For meta names with colons (:), you must specify the origin explicitly in the mapping since the colon is the delimiter for the origin of the metadata (see Mapping Rule Syntax Reference).

For example, og:title:crawler.

Web Scraping

Using the web scraping feature, you can exclude sections of a page, extract metadata from the page, and even create separate index items from specific sections of a single web page (see Web Scraping Configuration).

JavaScript Support

The crawler can run the underlying JavaScript in website pages to dynamically render content to index.

Robots.txt Crawl-Delay and Page Restrictions Support

By default, the instructions of robots.txt file associated to the website are respected.

The source doesn’t support other parameters such as the visit-time and request-rate.

Limitations

  • Refresh isn’t available, therefore by default, a daily rescan is performed to retrieve changes.

  • Indexing page permissions, if any, isn’t supported.

  • JavaScript menus and pop-up pages aren’t supported.

  • Only pages reachable through website page links are indexed.

  • Although, in the source JSON configuration, the MaxPageSizeInBytes is set to 0 (unlimited size) by default, the Coveo Cloud indexing pipeline can handle web pages up to 512 MB only (see Edit a Source JSON Configuration). Larger pages are indexed by reference, i.e., their content is ignored by the Coveo Cloud crawler, and only their metadata and path are searchable (see Indexing by Reference). As a result, no Quick View is available for these larger items (see Search Result Quick View).

  • Crawling performance depends heavily on the responding web server.

  • Pause and resume source operations aren’t yet supported (see Resume a Paused Source Update. Therefore, Web source operations can’t be paused on error.

  • When the Render-Javascript option is enabled, the Web connector doesn’t support sending AdditionalHeaders.

  • When the Render-Javascript option is enabled, Basic Authentication isn’t supported.

The Sitemap source may be a better solution when the website features a sitemap file.

Add or Edit a Web Source

When adding a source, in the Add a source of content panel, click the Cloud or the Crawling Module tab, depending on whether you need to use the Coveo On-Premises Crawling Module to retrieve your content. See Content Retrieval Methods for details.

To edit a source, on the Sources page, click the desired source, and then, in the Action bar, click Edit.

“Configuration” Tab

In the Add/Edit a Web Source panel, the Configuration tab is selected by default. It contains your source’s general and authentication information, as well as other parameters.

General Information

Source Name

Enter a name for your source.

A source name can’t be modified once it’s saved, therefore be sure to use a short and descriptive name, using letters, numbers, hyphens (-), and underscores (_). Avoid spaces and other special characters.

Site URL

The URL of a starting website page, typically a home page, from which the crawler starts discovering the website following links found in pages.

You can enter more than one starting website page, for example, to allow the crawler to see links leading to all the website pages that you want to index.

Avoid crawling more than one site in a given source. Rather create one source for each website. This way, you can optimize source parameters for each website.

Ensure that you have the right to crawl the public content in the event where you aren’t the owner of the website. Crawling websites that you don’t own nor have the right to crawl could create accessability issues.

——————

» **WRITTEN EXERCISE**:
Please answer these questions from the Web source documentation above:
(a) Up to what size can the Coveo Cloud indexing pipeline handle web pages?
(b) Which characters should a source name use?
(c) Since refresh isn't available, how are changes retrieved by default?

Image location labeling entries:
——————

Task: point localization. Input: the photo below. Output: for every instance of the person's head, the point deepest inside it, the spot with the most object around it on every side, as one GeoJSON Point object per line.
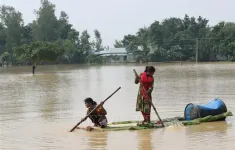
{"type": "Point", "coordinates": [150, 70]}
{"type": "Point", "coordinates": [146, 68]}
{"type": "Point", "coordinates": [89, 102]}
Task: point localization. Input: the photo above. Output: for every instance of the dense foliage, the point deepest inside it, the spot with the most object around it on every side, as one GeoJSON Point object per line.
{"type": "Point", "coordinates": [180, 39]}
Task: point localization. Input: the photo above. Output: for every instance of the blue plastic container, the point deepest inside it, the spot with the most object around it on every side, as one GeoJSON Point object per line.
{"type": "Point", "coordinates": [214, 107]}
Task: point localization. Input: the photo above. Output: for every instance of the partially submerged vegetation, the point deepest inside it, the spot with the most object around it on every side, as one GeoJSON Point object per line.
{"type": "Point", "coordinates": [136, 125]}
{"type": "Point", "coordinates": [173, 39]}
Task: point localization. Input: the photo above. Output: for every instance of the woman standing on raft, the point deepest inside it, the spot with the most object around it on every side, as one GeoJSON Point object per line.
{"type": "Point", "coordinates": [146, 81]}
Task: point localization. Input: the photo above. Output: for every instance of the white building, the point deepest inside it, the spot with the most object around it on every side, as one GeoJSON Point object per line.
{"type": "Point", "coordinates": [116, 55]}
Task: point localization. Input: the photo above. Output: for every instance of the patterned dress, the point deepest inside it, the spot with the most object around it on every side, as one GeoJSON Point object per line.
{"type": "Point", "coordinates": [98, 117]}
{"type": "Point", "coordinates": [146, 83]}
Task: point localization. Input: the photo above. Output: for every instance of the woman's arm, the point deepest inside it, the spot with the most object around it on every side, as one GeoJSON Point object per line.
{"type": "Point", "coordinates": [101, 111]}
{"type": "Point", "coordinates": [137, 79]}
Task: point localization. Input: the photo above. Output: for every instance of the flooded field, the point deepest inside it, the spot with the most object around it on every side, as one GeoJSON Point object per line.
{"type": "Point", "coordinates": [37, 111]}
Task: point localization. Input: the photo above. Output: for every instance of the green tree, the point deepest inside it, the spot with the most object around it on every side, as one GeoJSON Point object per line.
{"type": "Point", "coordinates": [39, 51]}
{"type": "Point", "coordinates": [45, 28]}
{"type": "Point", "coordinates": [118, 44]}
{"type": "Point", "coordinates": [13, 22]}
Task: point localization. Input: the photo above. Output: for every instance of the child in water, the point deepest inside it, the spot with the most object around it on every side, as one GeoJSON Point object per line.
{"type": "Point", "coordinates": [98, 116]}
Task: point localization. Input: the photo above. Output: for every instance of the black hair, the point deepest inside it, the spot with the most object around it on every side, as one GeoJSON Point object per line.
{"type": "Point", "coordinates": [90, 101]}
{"type": "Point", "coordinates": [150, 69]}
{"type": "Point", "coordinates": [146, 69]}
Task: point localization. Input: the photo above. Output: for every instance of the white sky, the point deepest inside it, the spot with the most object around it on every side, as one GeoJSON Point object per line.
{"type": "Point", "coordinates": [116, 18]}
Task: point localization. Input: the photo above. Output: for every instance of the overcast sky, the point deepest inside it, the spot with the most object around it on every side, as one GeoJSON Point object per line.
{"type": "Point", "coordinates": [116, 18]}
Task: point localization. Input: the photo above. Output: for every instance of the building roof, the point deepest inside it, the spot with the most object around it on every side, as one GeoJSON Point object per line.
{"type": "Point", "coordinates": [114, 51]}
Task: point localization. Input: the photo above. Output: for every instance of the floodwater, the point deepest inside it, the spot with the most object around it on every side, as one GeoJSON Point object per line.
{"type": "Point", "coordinates": [37, 112]}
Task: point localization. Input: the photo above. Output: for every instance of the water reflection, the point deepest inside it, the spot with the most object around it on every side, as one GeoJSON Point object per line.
{"type": "Point", "coordinates": [97, 140]}
{"type": "Point", "coordinates": [144, 140]}
{"type": "Point", "coordinates": [51, 102]}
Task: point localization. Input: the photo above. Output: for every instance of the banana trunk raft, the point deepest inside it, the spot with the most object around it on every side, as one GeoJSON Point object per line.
{"type": "Point", "coordinates": [136, 125]}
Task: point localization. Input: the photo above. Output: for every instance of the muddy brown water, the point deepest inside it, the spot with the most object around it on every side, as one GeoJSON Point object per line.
{"type": "Point", "coordinates": [36, 112]}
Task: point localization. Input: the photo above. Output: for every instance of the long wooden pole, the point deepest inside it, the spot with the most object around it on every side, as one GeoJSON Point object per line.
{"type": "Point", "coordinates": [151, 103]}
{"type": "Point", "coordinates": [94, 110]}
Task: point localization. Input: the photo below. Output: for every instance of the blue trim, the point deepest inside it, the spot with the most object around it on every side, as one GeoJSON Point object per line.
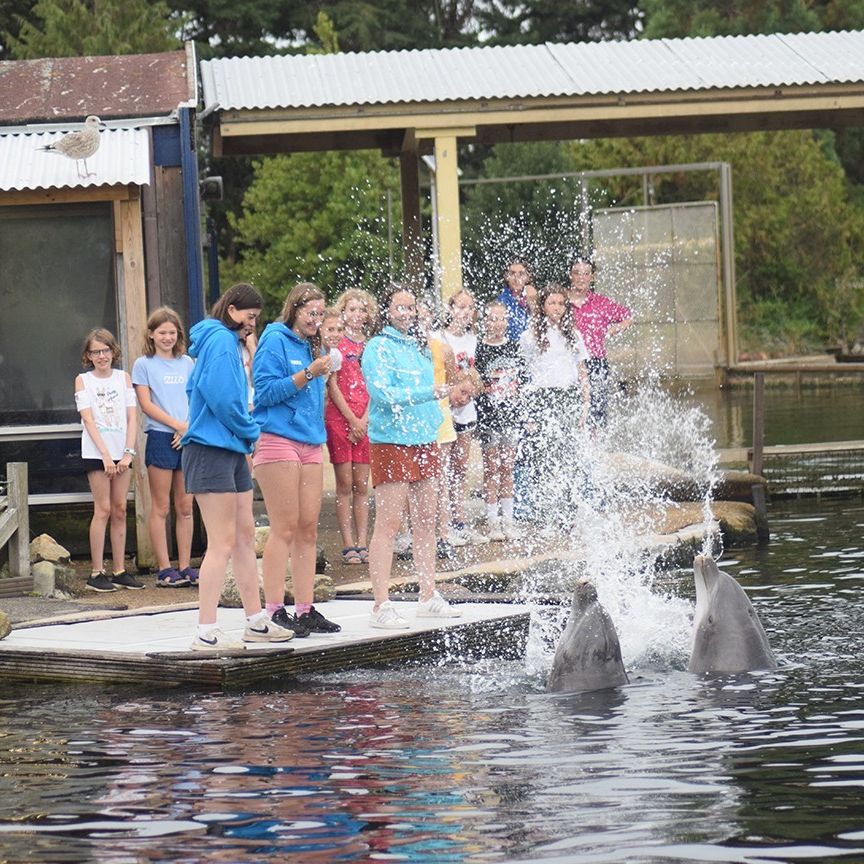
{"type": "Point", "coordinates": [191, 216]}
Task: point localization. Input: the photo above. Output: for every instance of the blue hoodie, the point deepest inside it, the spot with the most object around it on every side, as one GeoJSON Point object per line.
{"type": "Point", "coordinates": [280, 407]}
{"type": "Point", "coordinates": [218, 410]}
{"type": "Point", "coordinates": [399, 377]}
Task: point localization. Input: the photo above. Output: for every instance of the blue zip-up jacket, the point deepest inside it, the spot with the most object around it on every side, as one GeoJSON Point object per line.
{"type": "Point", "coordinates": [218, 410]}
{"type": "Point", "coordinates": [402, 405]}
{"type": "Point", "coordinates": [280, 407]}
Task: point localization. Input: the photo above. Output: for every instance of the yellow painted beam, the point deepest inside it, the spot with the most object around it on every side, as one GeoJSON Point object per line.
{"type": "Point", "coordinates": [447, 212]}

——————

» **RESULT OF THIS TASK**:
(a) 512 MB
(b) Letters, numbers, hyphens (-), and underscores (_)
(c) A daily rescan is performed.